== Task requirements ==
1 – In the geometry problem thread, what is the ratio of similarity between triangle AHF and triangle CHE?
2 – Write out the part of the geometry thread that opens with "2 Answers 2" and closes with "given $|[AB\times AD]|= 70$.", swapping "similar" for "congruent".

== Quoted text ==
○ ○ ○ ○

In rectangle ABCD below, points F and G lie on segment AB such that AF = FG = GB and E is the midpoint of segment DC. Also, segment AC intersects segment EF at H and segment EG at J. The area of rectangle ABCD is 70. Find the area of triangle AHF.

(Note: This question has been slightly changed from the original AMC 12 problem.)



  • Triangle AHF is similar to triangle CHE with ratio 2:3
  • Triangle AJG is similar to triangle CJE with ratio 4:3
  • $\begingroup$ Don't we need $J$ and $G$? or Is the $\Delta AHF$ this one? $\endgroup$ Apr 26, 2015 at 10:46
  • 1
    $\begingroup$ Did the joker do the drawing? $\endgroup$
    – Jiminion
    Nov 14, 2017 at 20:07

2 Answers 2


Let's say that $AB=3x$, $CD=2y$ and $BC=h$. Then, $$3xh = 2yh = 70,$$and $$x = \frac{2y}{3}.$$ The triangles $AFH$ and $HEC$ are similar and have area:

$$S_{AFH} = \frac{x h_1}{2}, S_{HEC} = \frac{y h_2}{2}$$

where $h_1$ and $h_2$ are the heights of the 2 triangles, with $h_1+h_2 = h$ and $h_1 = \frac{2h_2}{3}$. Then: $$h_1 = \frac{2h}{5}, h_2 = \frac{3h}{5},$$ and since $xh = \frac{70}{3}$, then:

$$S_{AFH} = \frac{x h}{5} = \frac{70}{15} = \frac{14}{3}$$


There's a "straightforward" vector solution:
Let $AB=b$, $AD=d$ the basis vectors and $[x\times y]$ be the cross product, since we're given $|[AB\times AD]|= 70$.

○ ○ ○ ○

== Items ==
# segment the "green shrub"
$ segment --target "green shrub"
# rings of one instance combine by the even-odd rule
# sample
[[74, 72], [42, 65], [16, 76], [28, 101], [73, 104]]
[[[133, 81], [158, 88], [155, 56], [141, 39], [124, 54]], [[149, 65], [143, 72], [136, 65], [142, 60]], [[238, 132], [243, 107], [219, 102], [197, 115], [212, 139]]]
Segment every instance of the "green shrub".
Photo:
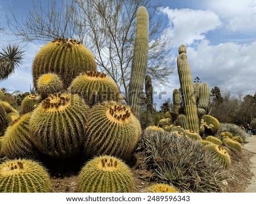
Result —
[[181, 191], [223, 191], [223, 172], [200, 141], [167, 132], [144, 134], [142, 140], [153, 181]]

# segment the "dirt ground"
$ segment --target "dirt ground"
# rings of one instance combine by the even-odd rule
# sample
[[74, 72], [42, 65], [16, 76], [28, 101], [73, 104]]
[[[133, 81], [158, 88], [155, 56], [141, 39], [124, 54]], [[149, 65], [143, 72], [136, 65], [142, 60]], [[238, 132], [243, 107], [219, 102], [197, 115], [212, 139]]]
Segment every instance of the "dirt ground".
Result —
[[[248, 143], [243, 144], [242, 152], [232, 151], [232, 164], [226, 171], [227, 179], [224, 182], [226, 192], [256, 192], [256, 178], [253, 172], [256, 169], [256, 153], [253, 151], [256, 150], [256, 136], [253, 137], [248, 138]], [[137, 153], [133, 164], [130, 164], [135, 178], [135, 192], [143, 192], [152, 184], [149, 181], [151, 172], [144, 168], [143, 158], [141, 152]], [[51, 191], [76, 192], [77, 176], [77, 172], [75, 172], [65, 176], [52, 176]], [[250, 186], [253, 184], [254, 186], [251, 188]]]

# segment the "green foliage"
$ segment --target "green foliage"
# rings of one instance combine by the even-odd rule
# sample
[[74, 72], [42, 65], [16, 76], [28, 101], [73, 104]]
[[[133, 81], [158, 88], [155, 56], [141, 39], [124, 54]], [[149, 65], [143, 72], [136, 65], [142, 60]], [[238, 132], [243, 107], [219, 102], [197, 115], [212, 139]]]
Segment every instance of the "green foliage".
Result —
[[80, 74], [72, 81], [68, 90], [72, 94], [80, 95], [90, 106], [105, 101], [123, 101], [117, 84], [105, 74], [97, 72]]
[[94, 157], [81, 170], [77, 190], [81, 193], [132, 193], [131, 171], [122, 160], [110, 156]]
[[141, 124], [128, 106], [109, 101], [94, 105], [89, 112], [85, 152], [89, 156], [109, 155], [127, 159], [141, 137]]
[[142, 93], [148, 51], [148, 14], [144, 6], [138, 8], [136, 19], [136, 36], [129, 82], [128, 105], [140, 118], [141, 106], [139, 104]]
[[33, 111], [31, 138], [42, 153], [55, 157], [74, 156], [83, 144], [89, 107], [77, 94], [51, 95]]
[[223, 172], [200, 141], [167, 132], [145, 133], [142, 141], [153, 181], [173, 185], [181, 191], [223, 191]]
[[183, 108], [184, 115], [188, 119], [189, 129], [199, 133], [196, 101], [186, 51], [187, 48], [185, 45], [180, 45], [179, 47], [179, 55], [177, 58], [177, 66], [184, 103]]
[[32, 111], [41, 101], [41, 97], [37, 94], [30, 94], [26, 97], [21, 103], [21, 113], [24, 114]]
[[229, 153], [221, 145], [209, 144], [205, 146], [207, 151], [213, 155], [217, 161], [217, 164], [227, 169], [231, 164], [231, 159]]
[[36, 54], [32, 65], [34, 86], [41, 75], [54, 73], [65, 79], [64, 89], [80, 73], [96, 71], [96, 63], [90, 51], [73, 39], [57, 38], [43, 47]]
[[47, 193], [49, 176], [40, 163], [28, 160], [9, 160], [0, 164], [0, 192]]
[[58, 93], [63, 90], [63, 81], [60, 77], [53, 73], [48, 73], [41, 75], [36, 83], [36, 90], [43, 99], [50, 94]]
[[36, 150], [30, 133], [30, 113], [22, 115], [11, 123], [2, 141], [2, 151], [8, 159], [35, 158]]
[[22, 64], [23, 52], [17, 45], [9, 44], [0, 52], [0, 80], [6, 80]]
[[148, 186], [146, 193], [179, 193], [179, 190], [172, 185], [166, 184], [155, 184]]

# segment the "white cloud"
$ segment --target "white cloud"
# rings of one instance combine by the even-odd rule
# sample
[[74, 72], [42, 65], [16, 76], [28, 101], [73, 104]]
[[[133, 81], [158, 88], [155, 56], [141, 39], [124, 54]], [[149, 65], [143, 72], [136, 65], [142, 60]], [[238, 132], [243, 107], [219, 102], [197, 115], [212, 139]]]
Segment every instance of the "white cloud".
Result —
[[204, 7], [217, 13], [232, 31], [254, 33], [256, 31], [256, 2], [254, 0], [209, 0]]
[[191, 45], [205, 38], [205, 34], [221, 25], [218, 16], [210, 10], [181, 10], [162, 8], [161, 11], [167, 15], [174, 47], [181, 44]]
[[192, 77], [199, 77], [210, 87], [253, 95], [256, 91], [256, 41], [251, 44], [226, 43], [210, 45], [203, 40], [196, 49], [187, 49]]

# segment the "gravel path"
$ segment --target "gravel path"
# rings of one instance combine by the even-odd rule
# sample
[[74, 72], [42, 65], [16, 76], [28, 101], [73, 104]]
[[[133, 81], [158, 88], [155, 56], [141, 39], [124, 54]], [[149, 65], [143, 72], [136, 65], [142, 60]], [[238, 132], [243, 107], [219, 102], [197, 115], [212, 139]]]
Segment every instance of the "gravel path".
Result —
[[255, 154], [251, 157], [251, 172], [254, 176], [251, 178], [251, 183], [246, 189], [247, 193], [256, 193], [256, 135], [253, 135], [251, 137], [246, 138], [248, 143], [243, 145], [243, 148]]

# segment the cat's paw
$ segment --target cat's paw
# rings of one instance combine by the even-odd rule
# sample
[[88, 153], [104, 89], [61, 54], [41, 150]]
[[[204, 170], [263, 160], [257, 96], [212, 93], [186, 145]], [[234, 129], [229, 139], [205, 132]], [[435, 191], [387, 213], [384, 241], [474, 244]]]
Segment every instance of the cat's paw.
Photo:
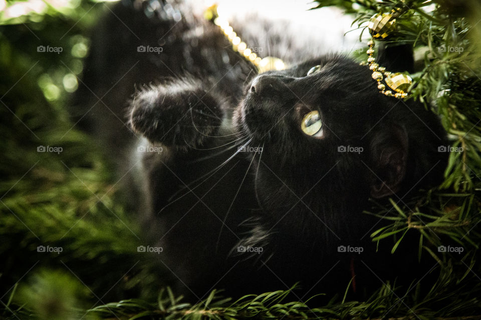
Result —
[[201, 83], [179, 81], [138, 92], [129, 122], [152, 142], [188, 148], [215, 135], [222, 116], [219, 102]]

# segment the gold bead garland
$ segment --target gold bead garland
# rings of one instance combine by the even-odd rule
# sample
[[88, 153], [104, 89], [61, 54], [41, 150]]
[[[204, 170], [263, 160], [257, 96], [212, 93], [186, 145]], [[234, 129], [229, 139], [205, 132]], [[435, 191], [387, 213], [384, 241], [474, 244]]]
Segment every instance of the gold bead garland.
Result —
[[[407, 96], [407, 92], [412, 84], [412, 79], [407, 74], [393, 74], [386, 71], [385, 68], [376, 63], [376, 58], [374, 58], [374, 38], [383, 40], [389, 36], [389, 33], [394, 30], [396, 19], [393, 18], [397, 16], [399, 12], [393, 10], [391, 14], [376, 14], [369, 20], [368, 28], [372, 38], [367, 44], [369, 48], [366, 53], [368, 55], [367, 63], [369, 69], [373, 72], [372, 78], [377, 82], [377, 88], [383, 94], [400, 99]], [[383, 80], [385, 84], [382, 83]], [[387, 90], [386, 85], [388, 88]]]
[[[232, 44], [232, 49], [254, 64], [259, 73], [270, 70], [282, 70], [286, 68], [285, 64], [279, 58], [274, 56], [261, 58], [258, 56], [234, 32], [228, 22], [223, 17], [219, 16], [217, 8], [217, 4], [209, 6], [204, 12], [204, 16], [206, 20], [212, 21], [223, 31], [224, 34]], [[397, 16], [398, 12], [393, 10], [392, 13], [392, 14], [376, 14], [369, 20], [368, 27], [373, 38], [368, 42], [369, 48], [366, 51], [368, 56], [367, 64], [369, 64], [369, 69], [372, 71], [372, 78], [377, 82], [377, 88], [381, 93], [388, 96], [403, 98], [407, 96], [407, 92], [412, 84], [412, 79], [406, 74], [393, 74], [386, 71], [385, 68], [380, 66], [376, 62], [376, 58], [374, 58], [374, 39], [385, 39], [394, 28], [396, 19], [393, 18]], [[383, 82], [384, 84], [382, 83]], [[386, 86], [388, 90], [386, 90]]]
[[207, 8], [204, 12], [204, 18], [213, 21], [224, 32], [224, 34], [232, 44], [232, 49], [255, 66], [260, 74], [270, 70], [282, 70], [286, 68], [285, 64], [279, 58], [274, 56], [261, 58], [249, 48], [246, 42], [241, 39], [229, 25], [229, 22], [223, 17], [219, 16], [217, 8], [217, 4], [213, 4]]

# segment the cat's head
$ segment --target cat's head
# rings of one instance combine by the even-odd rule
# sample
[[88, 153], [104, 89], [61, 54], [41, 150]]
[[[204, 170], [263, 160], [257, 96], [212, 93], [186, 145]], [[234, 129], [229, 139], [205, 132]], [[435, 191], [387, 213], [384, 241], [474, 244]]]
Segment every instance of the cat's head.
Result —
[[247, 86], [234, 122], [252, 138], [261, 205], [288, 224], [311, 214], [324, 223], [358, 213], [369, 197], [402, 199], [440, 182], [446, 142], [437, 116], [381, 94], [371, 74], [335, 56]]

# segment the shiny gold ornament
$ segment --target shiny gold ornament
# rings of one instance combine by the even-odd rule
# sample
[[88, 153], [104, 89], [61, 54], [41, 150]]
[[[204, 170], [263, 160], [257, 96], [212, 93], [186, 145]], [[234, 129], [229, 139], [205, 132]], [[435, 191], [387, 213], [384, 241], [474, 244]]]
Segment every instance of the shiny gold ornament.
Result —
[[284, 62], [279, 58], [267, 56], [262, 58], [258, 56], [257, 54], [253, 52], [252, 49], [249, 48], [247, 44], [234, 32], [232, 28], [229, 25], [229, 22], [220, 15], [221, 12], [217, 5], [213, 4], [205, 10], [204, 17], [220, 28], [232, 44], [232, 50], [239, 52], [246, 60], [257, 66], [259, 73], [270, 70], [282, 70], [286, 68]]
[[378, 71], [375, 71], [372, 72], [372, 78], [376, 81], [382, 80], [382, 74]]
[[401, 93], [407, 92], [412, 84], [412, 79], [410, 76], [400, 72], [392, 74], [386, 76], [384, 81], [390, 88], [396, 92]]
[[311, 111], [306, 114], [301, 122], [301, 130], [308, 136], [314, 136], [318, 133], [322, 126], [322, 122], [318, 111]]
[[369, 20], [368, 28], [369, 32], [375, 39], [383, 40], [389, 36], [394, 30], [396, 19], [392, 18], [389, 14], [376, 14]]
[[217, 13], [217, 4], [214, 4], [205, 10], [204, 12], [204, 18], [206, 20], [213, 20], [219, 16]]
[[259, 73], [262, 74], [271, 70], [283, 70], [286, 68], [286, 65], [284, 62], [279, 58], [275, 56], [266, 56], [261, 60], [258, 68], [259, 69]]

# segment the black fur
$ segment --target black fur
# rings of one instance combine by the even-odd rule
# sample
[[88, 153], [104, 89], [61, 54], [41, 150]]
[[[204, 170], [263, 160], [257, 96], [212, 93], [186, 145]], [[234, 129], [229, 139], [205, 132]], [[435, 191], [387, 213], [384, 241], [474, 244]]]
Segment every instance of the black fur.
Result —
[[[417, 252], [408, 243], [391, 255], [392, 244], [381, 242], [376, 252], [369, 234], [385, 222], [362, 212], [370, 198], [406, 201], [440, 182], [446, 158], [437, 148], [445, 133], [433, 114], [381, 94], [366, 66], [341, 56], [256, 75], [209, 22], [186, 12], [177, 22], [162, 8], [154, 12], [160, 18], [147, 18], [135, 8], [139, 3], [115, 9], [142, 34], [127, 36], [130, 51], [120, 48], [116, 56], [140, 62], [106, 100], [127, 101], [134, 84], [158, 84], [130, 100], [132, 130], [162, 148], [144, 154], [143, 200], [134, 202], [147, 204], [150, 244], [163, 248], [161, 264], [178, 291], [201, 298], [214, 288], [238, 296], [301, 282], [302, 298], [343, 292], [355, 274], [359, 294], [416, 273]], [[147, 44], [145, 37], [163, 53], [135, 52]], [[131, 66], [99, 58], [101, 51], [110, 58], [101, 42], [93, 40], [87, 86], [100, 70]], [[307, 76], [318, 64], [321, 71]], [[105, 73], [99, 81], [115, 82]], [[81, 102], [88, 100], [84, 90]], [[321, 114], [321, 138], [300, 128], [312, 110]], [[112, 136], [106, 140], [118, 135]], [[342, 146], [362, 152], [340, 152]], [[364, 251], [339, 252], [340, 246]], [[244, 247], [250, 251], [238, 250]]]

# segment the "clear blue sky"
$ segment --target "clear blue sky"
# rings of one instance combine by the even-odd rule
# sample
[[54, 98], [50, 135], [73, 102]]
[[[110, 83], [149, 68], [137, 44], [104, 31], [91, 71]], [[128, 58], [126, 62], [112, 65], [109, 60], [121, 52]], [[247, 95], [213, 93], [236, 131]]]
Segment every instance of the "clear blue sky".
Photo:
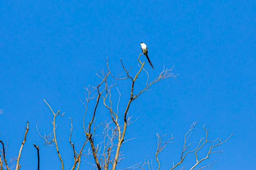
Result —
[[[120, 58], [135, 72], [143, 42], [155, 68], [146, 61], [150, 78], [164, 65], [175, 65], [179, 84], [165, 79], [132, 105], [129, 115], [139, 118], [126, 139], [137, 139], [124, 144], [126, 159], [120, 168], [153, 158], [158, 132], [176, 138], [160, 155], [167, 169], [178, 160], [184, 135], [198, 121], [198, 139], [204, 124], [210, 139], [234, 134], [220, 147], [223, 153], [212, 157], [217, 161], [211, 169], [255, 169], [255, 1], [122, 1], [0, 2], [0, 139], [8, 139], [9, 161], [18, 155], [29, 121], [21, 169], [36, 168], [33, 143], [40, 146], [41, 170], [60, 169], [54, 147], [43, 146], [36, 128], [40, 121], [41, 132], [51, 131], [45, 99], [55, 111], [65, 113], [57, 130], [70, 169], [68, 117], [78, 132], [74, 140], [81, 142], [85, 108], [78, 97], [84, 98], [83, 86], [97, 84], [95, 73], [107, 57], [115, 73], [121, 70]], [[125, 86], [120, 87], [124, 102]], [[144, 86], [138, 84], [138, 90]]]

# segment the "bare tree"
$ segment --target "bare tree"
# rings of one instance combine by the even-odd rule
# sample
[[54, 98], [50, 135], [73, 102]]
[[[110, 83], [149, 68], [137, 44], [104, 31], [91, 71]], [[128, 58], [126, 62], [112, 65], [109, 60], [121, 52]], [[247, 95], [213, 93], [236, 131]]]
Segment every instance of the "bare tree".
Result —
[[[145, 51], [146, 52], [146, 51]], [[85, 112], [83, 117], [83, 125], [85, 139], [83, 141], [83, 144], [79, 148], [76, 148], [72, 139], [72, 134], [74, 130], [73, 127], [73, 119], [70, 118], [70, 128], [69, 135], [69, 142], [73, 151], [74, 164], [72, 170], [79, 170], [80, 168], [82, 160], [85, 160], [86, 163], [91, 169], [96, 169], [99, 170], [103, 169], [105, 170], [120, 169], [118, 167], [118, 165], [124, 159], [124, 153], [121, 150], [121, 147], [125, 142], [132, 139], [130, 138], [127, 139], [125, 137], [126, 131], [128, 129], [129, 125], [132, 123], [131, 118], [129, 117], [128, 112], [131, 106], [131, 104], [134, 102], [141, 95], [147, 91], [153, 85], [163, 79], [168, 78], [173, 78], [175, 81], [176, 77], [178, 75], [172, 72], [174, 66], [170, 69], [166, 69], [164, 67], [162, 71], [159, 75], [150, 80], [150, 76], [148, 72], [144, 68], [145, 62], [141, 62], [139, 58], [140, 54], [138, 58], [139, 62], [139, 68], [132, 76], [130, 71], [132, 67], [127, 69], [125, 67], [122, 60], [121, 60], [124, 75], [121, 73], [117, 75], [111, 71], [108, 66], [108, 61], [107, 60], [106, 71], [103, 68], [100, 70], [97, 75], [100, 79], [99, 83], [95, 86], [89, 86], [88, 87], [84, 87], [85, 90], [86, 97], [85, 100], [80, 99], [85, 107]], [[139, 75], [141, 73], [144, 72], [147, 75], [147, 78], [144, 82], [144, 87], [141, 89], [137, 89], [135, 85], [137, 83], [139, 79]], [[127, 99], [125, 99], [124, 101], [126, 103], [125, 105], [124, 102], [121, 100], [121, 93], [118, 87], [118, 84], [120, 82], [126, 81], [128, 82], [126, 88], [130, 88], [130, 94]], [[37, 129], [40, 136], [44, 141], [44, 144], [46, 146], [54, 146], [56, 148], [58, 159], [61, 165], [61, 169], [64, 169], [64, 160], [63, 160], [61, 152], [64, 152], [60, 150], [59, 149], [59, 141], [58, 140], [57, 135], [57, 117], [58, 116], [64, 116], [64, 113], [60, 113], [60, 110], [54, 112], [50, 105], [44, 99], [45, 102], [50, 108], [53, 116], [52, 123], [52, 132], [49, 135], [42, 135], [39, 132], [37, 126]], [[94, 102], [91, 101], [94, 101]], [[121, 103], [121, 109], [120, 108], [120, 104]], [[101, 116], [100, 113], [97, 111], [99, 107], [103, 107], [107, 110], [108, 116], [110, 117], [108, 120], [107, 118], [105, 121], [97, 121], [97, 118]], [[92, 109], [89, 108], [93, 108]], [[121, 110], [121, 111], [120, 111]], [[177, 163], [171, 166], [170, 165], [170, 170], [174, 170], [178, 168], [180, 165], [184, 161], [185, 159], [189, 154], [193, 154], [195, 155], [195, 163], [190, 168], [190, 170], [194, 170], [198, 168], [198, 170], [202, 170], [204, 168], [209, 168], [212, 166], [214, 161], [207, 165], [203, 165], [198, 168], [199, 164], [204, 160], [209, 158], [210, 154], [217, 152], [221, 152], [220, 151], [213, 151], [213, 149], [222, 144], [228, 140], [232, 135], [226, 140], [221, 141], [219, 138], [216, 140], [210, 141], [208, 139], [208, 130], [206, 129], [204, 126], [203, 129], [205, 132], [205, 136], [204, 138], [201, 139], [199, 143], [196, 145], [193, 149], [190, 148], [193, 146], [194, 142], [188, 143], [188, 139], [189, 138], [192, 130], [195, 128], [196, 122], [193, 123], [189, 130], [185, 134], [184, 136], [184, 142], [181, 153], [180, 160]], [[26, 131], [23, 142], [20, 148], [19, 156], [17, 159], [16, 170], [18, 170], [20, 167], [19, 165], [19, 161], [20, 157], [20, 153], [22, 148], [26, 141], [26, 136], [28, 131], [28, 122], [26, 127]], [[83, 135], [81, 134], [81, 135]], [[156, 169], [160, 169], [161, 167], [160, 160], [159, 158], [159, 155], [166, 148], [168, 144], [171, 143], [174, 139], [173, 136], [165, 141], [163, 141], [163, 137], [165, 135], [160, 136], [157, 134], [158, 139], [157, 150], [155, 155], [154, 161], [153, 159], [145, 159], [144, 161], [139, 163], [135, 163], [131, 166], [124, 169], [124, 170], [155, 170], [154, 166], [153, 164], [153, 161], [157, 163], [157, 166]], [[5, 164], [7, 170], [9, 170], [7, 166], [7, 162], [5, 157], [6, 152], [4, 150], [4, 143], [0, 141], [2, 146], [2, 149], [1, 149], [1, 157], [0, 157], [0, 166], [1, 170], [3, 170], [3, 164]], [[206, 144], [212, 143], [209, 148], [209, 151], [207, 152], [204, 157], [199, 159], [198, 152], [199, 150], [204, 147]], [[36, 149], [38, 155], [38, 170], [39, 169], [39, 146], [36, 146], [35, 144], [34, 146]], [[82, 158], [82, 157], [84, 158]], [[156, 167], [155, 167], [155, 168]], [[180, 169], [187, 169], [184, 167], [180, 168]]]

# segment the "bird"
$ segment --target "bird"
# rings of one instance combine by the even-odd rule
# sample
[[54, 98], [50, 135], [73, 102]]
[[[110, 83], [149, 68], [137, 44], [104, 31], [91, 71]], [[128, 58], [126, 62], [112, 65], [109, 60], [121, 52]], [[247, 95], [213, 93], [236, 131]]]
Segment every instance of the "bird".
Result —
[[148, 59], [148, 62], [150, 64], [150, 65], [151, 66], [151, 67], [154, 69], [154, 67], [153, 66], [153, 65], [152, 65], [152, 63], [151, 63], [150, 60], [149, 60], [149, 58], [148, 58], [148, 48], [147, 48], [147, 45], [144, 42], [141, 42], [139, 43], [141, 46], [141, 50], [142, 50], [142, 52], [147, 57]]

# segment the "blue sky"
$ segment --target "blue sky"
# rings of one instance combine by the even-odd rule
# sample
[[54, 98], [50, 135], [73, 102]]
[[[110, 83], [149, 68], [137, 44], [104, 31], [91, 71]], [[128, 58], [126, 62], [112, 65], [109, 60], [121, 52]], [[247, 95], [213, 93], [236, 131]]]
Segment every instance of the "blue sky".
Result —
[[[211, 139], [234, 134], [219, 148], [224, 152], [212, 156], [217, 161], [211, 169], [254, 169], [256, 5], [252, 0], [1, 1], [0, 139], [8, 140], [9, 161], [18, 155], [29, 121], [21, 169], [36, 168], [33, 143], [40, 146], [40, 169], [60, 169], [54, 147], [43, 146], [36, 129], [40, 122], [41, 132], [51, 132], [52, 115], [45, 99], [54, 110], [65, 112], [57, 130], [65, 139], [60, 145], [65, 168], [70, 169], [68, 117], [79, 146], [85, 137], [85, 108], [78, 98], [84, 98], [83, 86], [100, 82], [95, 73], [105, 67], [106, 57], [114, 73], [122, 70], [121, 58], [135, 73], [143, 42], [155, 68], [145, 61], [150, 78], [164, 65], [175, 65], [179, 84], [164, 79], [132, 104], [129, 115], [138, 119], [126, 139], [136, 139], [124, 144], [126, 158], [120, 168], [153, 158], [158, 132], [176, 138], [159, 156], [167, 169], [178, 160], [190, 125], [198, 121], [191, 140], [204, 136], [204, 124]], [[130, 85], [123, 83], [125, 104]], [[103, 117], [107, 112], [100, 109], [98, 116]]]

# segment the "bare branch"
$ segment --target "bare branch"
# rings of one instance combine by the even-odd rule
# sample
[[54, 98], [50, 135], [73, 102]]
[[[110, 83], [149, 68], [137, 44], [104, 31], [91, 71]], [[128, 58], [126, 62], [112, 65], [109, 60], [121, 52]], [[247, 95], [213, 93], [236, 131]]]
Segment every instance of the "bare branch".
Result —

○ ○ ○ ○

== Final results ==
1 – 2:3

2 –
2 Answers 2


Let's say that $AB=3x$, $CD=2y$ and $BC=h$. Then, $$3xh = 2yh = 70,$$and $$x = \frac{2y}{3}.$$ The triangles $AFH$ and $HEC$ are congruent and have area:

$$S_{AFH} = \frac{x h_1}{2}, S_{HEC} = \frac{y h_2}{2}$$

where $h_1$ and $h_2$ are the heights of the 2 triangles, with $h_1+h_2 = h$ and $h_1 = \frac{2h_2}{3}$. Then: $$h_1 = \frac{2h}{5}, h_2 = \frac{3h}{5},$$ and since $xh = \frac{70}{3}$, then:

$$S_{AFH} = \frac{x h}{5} = \frac{70}{15} = \frac{14}{3}$$


There's a "straightforward" vector solution:
Let $AB=b$, $AD=d$ the basis vectors and $[x\times y]$ be the cross product, since we're given $|[AB\times AD]|= 70$.